*** Block opens ***

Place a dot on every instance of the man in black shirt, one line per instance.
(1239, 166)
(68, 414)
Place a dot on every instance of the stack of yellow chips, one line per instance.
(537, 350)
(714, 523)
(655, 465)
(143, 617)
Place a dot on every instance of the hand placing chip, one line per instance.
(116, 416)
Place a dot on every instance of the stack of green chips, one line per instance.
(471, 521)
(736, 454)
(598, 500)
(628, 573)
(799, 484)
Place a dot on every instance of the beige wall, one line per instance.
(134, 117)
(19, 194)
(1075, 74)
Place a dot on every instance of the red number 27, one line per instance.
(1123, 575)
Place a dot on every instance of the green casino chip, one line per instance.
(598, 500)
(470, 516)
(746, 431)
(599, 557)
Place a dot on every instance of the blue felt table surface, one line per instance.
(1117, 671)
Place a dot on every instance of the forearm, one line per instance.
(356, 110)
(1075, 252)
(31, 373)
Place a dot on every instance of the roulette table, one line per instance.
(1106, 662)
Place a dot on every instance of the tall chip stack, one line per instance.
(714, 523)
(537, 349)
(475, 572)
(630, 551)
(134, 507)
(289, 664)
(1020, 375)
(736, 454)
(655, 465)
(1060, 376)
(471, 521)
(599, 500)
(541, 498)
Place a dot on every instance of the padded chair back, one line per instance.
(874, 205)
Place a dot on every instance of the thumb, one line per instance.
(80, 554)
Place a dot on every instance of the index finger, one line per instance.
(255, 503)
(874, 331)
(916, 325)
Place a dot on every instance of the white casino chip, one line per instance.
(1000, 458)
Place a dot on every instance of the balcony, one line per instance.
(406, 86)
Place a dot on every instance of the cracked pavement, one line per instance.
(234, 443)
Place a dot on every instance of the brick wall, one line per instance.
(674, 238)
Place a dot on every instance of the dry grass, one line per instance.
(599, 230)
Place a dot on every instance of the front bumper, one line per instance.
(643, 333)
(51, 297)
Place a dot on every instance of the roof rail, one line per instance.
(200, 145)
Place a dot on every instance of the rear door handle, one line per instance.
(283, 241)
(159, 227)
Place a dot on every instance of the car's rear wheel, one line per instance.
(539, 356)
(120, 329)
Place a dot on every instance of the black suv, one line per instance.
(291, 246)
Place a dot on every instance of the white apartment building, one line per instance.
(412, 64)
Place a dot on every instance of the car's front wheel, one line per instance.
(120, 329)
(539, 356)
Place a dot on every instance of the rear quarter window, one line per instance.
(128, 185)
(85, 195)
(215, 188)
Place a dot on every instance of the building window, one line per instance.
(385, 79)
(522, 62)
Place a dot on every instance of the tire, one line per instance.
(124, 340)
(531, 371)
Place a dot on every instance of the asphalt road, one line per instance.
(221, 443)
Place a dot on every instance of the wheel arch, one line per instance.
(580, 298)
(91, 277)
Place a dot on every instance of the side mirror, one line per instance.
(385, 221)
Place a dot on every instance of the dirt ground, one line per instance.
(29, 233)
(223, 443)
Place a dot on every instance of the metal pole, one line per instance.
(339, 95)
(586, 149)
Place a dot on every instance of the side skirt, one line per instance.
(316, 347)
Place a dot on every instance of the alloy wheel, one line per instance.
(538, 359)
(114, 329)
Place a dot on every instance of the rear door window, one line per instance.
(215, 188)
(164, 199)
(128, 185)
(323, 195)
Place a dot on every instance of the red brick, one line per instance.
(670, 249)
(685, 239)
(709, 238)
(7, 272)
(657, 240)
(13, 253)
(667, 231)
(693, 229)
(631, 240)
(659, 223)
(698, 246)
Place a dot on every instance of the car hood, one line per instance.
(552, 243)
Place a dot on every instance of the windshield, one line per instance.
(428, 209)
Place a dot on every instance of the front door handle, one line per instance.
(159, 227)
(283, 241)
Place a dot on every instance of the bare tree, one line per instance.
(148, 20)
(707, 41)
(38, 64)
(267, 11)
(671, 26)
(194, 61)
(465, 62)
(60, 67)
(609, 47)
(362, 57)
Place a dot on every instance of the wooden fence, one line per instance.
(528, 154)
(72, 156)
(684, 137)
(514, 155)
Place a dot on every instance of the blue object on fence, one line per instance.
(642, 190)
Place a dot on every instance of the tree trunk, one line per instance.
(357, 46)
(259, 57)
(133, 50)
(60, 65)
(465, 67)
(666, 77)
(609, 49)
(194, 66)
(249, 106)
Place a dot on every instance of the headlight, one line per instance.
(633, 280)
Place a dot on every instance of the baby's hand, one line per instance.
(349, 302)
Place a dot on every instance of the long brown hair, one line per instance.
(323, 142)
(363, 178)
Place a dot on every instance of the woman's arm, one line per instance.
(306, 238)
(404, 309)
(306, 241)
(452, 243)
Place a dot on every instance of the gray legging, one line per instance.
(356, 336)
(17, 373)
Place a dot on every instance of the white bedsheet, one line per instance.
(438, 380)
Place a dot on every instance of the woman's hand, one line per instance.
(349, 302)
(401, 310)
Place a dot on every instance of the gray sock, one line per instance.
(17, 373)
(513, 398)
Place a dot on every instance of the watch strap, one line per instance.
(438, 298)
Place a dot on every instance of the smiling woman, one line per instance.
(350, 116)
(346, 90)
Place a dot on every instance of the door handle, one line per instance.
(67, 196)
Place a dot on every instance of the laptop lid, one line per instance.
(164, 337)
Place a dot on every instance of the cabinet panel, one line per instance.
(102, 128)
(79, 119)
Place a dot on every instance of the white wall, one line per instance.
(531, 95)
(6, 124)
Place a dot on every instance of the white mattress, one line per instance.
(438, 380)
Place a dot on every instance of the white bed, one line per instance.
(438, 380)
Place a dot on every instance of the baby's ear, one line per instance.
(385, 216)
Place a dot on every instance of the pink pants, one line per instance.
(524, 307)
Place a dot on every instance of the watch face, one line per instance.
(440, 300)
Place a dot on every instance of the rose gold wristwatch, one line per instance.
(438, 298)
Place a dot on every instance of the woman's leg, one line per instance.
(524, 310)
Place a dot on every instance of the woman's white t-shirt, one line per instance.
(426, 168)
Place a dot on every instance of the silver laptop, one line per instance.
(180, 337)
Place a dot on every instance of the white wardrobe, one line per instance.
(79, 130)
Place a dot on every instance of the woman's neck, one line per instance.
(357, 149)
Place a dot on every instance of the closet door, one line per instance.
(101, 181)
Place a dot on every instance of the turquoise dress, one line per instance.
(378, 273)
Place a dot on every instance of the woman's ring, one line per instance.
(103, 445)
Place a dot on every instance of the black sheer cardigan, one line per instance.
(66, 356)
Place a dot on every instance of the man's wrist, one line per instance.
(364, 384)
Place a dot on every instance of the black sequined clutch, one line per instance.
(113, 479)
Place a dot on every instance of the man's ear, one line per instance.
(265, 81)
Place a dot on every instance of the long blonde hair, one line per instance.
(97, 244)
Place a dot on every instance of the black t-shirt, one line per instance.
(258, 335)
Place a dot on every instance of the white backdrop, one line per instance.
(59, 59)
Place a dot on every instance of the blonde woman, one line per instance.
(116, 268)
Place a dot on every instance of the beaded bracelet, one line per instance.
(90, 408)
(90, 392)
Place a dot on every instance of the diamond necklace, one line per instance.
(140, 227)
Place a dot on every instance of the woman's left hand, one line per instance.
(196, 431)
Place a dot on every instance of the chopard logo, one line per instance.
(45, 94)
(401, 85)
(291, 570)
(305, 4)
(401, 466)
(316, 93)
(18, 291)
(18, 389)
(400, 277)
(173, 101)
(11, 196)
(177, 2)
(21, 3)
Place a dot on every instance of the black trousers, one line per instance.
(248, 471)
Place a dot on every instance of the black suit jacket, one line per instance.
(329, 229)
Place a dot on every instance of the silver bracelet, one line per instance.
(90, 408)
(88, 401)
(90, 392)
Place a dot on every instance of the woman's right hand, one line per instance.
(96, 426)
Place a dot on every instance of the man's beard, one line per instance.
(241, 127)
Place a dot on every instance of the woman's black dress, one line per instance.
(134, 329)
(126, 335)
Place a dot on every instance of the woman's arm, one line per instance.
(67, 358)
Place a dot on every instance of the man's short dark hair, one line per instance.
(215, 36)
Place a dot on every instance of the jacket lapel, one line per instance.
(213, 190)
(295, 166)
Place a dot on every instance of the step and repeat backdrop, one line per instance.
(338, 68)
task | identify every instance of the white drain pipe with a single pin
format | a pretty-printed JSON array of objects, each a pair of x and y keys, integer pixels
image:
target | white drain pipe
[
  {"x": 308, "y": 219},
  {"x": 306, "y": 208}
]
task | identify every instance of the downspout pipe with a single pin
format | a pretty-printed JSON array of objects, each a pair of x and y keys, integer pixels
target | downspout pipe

*** Block closes ***

Which lines above hold the string "downspout"? Please copy all of them.

task | identify every instance of the downspout pipe with a single pin
target | downspout pipe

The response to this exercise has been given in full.